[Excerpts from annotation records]
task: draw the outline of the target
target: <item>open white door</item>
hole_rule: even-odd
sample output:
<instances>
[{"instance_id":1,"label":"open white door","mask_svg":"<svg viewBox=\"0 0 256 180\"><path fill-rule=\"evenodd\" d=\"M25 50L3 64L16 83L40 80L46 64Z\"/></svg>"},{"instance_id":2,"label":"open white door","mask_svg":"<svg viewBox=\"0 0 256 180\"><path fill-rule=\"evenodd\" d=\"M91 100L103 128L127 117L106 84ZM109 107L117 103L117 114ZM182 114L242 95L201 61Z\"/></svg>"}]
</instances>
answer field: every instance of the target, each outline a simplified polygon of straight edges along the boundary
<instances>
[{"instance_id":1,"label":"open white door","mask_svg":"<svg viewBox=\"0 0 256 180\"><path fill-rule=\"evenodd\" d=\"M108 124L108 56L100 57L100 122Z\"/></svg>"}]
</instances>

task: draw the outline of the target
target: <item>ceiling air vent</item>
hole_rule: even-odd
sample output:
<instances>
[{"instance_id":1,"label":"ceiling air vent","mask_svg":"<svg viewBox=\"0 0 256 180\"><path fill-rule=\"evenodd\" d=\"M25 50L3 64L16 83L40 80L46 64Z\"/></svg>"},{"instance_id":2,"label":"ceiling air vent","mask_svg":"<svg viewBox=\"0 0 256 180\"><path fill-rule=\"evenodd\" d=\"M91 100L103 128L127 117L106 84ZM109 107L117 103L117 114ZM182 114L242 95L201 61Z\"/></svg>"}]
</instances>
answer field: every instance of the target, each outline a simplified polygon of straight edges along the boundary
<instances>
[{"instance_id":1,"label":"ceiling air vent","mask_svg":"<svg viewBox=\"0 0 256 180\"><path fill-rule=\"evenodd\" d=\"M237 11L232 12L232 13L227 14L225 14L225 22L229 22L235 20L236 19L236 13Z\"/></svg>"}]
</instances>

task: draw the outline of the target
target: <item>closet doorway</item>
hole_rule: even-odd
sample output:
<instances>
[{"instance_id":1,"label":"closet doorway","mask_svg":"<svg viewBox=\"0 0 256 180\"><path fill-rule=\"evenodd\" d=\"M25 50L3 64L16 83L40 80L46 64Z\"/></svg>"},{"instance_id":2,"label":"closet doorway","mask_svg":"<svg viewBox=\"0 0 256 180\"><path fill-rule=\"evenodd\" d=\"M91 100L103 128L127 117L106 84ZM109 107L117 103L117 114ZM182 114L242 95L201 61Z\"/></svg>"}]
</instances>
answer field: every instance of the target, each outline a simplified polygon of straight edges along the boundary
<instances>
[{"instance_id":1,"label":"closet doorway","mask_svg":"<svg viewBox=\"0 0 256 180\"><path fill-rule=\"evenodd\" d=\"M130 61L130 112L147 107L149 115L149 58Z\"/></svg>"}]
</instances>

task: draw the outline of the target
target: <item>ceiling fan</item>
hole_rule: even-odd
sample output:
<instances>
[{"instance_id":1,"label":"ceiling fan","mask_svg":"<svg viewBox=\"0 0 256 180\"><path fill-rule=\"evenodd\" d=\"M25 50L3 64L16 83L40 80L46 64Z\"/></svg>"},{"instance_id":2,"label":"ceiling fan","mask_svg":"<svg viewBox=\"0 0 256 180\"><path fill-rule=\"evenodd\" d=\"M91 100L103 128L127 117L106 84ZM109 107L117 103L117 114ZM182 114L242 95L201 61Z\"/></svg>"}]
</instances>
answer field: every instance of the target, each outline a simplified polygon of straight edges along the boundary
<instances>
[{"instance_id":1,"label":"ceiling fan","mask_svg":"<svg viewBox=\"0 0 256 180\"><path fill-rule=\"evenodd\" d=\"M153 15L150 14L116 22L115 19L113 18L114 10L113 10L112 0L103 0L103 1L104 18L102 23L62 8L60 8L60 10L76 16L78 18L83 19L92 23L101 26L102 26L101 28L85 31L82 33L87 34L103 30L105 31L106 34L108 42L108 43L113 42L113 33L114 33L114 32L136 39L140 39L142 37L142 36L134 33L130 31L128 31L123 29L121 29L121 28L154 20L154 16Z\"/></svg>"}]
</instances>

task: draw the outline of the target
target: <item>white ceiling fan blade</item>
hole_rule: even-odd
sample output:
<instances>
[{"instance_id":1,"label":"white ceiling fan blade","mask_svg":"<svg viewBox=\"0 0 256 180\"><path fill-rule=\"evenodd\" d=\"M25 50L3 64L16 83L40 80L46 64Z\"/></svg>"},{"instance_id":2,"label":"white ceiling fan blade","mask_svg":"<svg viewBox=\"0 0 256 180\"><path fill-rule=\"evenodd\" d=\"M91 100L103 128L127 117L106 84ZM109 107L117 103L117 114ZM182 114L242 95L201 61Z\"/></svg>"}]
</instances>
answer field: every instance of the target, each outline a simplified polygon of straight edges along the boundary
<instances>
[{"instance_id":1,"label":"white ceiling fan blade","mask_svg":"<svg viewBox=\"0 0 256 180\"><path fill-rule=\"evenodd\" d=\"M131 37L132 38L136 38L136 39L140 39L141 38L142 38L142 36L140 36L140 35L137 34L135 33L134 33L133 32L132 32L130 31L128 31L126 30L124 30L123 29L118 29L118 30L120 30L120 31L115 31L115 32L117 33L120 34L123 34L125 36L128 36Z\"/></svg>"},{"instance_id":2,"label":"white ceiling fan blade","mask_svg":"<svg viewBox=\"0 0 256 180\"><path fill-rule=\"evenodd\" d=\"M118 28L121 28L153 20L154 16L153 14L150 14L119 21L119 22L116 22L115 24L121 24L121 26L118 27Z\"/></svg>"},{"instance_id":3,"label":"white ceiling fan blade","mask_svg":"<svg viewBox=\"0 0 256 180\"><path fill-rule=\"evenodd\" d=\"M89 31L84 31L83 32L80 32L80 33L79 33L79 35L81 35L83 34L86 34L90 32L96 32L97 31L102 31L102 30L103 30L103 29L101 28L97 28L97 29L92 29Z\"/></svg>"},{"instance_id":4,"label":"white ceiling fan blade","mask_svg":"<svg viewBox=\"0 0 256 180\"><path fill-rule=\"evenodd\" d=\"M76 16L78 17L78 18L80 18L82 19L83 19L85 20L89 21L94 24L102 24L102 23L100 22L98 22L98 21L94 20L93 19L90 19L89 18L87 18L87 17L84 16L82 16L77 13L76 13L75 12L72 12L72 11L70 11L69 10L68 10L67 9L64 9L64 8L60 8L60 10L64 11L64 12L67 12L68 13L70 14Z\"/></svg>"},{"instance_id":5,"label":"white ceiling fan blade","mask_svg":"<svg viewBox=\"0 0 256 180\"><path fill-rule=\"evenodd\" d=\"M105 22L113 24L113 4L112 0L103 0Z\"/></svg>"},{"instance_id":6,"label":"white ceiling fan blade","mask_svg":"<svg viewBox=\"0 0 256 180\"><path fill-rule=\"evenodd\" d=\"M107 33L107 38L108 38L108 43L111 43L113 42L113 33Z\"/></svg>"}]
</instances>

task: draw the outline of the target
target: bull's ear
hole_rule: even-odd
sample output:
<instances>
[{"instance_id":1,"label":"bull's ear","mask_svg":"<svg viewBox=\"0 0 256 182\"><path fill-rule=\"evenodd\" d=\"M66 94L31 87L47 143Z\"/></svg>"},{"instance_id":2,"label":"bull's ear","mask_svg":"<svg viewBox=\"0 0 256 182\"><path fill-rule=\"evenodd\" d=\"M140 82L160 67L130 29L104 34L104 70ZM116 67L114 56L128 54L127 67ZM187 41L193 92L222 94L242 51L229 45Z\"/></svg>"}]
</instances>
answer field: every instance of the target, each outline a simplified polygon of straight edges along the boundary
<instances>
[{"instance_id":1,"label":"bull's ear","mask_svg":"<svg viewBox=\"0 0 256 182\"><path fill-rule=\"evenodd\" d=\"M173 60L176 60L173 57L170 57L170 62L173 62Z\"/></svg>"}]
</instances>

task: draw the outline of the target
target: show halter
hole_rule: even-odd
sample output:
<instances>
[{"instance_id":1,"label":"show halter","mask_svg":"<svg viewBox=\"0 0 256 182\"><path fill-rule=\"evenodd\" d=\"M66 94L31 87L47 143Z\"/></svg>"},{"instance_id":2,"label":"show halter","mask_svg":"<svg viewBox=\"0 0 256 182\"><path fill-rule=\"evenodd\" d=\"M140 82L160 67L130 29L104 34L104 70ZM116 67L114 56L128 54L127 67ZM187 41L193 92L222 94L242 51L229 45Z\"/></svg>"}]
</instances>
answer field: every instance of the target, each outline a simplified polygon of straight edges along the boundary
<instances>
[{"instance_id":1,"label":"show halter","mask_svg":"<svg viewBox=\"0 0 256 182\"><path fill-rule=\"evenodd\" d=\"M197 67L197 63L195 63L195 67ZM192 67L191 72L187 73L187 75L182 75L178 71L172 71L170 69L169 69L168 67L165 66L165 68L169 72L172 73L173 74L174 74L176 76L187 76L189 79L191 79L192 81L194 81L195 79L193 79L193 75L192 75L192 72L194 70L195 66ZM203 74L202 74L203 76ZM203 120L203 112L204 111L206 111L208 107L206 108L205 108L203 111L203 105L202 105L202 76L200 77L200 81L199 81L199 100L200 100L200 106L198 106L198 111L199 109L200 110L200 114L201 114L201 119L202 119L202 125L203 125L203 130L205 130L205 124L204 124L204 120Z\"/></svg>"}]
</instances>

Exercise brief => Select and copy every line of the items above that contains the string "doorway". Case counts.

Solution to the exercise =>
target: <item>closet doorway</item>
[{"instance_id":1,"label":"closet doorway","mask_svg":"<svg viewBox=\"0 0 256 180\"><path fill-rule=\"evenodd\" d=\"M25 50L3 64L16 83L40 80L46 64Z\"/></svg>"},{"instance_id":2,"label":"closet doorway","mask_svg":"<svg viewBox=\"0 0 256 180\"><path fill-rule=\"evenodd\" d=\"M91 100L103 128L127 117L106 84ZM109 107L117 103L117 114ZM182 114L242 95L201 61Z\"/></svg>"}]
[{"instance_id":1,"label":"closet doorway","mask_svg":"<svg viewBox=\"0 0 256 180\"><path fill-rule=\"evenodd\" d=\"M130 61L130 112L147 107L149 115L149 58Z\"/></svg>"}]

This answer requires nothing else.